Scale the material between the line holding "TARGET: bearded man" and the line holding "[252,438,317,461]", inclusive. Reproduce every line in that span, and multiply each box coordinate by 1.8, rounding to the nearest whole number with halves rounded up.

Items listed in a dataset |
—————

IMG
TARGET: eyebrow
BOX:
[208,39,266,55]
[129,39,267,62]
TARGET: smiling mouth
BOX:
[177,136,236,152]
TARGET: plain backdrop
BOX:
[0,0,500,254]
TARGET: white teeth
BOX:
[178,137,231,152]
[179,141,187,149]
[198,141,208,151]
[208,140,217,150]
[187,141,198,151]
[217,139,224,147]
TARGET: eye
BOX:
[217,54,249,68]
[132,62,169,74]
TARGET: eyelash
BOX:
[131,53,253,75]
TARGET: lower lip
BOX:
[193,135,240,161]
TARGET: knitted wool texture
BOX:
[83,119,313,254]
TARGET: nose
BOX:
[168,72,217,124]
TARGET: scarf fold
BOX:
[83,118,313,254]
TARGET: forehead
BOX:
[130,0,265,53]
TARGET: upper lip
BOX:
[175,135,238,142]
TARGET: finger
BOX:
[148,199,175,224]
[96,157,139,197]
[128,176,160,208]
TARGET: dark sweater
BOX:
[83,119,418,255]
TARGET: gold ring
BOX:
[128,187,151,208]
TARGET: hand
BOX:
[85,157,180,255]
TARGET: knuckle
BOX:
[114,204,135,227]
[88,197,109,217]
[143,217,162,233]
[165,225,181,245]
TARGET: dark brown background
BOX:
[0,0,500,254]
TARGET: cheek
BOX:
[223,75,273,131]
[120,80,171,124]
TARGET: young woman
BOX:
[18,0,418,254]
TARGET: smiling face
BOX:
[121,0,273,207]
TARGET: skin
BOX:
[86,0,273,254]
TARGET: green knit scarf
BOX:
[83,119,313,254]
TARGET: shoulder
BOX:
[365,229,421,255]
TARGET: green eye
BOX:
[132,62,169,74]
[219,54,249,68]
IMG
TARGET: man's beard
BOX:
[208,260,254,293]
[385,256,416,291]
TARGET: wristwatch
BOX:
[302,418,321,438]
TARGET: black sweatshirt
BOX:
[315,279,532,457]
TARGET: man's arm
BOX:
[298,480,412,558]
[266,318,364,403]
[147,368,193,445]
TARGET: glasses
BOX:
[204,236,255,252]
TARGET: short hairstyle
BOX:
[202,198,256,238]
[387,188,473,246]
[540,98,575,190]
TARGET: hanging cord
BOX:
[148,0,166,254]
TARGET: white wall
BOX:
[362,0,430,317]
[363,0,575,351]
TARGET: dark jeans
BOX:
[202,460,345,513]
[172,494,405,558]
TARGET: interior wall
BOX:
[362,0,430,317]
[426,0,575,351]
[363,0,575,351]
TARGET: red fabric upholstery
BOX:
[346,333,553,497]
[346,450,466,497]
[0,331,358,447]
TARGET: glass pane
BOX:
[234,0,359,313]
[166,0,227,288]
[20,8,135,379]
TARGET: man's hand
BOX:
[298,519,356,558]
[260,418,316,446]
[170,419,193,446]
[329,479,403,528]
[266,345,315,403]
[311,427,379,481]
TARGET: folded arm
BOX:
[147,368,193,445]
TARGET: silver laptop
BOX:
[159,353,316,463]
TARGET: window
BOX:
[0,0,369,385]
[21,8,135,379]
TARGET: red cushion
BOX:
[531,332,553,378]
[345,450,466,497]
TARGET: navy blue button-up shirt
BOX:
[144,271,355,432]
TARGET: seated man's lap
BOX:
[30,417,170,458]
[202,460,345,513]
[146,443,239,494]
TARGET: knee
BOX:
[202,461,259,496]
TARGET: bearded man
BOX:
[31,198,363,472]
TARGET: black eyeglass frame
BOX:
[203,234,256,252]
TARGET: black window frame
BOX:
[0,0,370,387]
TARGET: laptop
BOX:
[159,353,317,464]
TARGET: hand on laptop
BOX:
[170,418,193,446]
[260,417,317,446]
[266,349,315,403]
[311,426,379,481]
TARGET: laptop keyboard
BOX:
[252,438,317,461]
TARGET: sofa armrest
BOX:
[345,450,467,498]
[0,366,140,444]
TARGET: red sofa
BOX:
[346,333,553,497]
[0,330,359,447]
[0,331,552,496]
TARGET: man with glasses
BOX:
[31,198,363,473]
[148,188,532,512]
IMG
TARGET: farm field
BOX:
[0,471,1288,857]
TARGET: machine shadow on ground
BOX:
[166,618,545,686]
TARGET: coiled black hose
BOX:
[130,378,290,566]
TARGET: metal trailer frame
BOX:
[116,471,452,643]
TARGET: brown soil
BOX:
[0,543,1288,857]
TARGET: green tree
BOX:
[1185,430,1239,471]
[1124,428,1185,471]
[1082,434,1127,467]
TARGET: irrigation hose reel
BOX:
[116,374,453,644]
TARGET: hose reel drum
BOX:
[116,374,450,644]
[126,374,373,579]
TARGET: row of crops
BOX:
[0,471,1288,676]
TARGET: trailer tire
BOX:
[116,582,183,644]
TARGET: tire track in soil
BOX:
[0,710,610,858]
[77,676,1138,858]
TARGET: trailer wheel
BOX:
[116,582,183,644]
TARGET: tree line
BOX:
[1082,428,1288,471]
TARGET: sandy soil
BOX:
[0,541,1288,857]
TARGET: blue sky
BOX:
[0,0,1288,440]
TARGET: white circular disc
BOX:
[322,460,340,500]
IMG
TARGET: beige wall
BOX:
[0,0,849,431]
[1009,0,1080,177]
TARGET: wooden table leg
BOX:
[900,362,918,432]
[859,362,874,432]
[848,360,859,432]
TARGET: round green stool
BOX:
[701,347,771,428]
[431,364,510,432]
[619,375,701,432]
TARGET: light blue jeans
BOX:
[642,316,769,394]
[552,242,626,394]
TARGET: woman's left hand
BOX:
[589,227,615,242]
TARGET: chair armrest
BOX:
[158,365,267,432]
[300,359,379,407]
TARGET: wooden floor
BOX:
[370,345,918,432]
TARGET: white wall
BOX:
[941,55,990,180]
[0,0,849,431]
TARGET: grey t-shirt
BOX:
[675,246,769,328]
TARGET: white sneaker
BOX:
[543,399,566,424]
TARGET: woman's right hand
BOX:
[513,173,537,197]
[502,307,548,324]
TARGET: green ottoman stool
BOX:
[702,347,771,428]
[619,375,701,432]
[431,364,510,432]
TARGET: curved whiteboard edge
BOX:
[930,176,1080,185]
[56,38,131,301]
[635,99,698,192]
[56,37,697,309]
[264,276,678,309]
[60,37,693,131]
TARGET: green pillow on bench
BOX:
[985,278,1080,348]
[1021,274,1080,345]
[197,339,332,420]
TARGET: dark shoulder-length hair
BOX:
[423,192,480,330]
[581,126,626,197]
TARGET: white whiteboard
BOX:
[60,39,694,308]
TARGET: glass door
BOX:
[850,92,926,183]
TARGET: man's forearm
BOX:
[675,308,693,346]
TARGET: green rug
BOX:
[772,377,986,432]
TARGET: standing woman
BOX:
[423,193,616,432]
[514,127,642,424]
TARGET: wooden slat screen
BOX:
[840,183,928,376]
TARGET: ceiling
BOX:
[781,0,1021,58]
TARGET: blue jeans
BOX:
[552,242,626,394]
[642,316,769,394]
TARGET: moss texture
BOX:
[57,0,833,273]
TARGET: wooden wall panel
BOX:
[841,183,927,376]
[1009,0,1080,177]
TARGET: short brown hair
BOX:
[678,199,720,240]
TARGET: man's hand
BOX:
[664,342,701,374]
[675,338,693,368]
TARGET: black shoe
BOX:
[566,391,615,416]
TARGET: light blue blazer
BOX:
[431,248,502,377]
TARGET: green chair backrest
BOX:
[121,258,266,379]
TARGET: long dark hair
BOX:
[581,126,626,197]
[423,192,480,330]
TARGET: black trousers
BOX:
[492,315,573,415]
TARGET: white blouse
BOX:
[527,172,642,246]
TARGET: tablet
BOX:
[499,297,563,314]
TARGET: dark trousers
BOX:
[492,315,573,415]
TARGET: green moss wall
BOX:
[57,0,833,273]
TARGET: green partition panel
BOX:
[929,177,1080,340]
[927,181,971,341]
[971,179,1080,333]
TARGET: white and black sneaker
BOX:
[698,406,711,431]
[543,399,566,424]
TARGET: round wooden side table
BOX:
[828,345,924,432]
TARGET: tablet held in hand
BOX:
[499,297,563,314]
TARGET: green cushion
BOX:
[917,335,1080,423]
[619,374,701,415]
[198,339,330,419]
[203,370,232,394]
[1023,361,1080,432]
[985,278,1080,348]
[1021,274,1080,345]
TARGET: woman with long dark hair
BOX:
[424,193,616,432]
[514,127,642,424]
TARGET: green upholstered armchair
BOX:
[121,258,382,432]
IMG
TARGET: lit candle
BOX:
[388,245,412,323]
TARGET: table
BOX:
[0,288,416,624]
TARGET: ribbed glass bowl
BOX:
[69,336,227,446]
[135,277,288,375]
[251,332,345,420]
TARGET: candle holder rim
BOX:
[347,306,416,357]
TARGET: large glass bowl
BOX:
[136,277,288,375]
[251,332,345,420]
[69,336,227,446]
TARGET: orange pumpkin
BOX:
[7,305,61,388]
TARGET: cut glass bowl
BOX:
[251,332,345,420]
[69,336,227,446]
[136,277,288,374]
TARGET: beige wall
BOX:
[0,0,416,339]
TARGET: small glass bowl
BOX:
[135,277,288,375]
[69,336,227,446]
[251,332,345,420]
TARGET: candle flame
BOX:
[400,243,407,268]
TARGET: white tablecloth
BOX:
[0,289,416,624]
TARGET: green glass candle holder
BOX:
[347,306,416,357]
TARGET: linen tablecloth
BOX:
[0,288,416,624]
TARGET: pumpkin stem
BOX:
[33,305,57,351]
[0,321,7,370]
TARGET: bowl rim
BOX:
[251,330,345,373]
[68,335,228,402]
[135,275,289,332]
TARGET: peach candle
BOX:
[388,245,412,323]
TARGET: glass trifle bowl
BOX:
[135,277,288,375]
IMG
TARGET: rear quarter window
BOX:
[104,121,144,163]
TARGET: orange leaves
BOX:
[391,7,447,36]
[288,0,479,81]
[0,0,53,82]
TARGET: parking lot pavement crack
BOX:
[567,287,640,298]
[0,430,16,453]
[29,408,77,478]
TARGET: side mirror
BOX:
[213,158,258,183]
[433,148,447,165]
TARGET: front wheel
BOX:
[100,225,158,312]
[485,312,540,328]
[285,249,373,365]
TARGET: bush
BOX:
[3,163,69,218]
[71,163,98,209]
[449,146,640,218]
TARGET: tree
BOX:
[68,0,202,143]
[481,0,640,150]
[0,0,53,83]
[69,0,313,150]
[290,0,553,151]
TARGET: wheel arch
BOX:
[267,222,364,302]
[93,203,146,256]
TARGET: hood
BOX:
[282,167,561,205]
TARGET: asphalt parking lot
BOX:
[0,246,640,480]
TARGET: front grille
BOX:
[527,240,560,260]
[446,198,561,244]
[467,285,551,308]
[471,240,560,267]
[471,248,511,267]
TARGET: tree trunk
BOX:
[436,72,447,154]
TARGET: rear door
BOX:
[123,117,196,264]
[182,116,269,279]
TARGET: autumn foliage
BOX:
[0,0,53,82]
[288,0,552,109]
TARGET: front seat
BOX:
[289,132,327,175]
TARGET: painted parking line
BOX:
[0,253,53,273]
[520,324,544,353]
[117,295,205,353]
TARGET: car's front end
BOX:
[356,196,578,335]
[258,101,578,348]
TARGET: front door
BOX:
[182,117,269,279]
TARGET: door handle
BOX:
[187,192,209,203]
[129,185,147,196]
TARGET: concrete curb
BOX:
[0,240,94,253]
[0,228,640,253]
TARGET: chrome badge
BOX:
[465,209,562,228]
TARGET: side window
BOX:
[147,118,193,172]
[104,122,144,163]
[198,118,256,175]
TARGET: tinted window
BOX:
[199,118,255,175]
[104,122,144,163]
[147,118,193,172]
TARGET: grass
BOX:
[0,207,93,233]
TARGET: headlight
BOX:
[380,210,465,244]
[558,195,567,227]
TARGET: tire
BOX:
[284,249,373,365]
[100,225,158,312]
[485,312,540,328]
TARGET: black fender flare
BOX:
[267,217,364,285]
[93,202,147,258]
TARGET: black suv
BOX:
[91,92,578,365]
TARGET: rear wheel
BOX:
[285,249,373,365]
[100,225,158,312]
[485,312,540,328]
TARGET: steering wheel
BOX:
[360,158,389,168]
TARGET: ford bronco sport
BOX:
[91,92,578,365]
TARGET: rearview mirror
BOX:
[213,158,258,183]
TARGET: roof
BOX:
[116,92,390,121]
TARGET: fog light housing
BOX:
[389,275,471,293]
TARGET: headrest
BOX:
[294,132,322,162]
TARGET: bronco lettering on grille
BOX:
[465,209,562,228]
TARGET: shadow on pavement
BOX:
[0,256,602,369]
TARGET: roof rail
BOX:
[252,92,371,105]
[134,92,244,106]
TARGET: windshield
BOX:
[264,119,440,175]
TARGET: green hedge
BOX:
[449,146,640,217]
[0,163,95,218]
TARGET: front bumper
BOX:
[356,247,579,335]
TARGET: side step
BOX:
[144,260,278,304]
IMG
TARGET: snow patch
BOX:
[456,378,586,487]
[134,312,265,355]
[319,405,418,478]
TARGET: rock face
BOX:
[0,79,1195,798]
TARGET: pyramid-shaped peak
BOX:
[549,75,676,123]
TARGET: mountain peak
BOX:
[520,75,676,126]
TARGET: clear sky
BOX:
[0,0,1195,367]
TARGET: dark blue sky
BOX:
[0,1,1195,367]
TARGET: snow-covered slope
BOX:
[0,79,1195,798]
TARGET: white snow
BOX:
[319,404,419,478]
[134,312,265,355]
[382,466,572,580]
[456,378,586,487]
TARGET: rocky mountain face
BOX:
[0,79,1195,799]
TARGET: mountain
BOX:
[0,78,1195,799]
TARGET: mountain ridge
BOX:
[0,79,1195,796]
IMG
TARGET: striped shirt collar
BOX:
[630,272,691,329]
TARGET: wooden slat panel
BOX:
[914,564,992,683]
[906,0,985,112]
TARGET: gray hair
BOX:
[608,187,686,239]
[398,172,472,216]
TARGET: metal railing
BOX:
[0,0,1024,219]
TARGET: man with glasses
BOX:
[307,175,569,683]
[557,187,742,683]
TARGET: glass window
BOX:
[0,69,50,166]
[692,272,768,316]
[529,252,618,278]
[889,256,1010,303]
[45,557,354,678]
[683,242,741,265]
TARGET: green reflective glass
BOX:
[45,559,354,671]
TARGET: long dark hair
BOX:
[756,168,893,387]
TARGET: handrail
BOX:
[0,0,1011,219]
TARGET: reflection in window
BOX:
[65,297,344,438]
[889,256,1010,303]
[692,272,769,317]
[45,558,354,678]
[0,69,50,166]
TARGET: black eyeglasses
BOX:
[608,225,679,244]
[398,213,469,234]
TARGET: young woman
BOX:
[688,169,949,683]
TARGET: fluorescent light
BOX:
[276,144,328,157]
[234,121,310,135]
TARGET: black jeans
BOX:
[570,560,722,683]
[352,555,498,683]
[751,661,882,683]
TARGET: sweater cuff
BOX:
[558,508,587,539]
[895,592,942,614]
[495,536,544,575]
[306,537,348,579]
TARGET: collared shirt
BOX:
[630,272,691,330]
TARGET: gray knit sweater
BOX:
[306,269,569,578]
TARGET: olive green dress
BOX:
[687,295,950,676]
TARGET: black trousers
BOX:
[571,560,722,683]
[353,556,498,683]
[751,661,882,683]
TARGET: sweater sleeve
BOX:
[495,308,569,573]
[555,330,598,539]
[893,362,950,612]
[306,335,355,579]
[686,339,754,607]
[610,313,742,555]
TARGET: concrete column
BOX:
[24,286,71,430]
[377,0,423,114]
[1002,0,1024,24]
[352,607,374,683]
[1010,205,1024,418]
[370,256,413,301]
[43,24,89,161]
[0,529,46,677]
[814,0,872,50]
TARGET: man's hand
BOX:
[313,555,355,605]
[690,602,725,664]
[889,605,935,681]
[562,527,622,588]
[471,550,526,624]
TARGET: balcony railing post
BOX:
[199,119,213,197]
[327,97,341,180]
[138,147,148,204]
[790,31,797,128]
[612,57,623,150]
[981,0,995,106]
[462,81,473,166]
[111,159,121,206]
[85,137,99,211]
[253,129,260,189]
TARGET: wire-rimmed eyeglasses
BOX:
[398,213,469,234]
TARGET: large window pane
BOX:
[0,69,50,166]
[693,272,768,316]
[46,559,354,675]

—————

Expected answer |
TARGET: bearded man
BOX:
[56,356,653,850]
TARGET: black eyeglass frame
BOX:
[365,421,461,454]
TARGET: black window frame
BOX:
[0,0,666,697]
TARGET: laptop
BOX:
[286,635,571,835]
TARGET: hand on laptop
BOX:
[306,752,347,803]
[468,751,571,803]
[479,628,567,725]
[560,767,682,866]
TARGET: laptop keyboard
BOX:
[454,788,571,830]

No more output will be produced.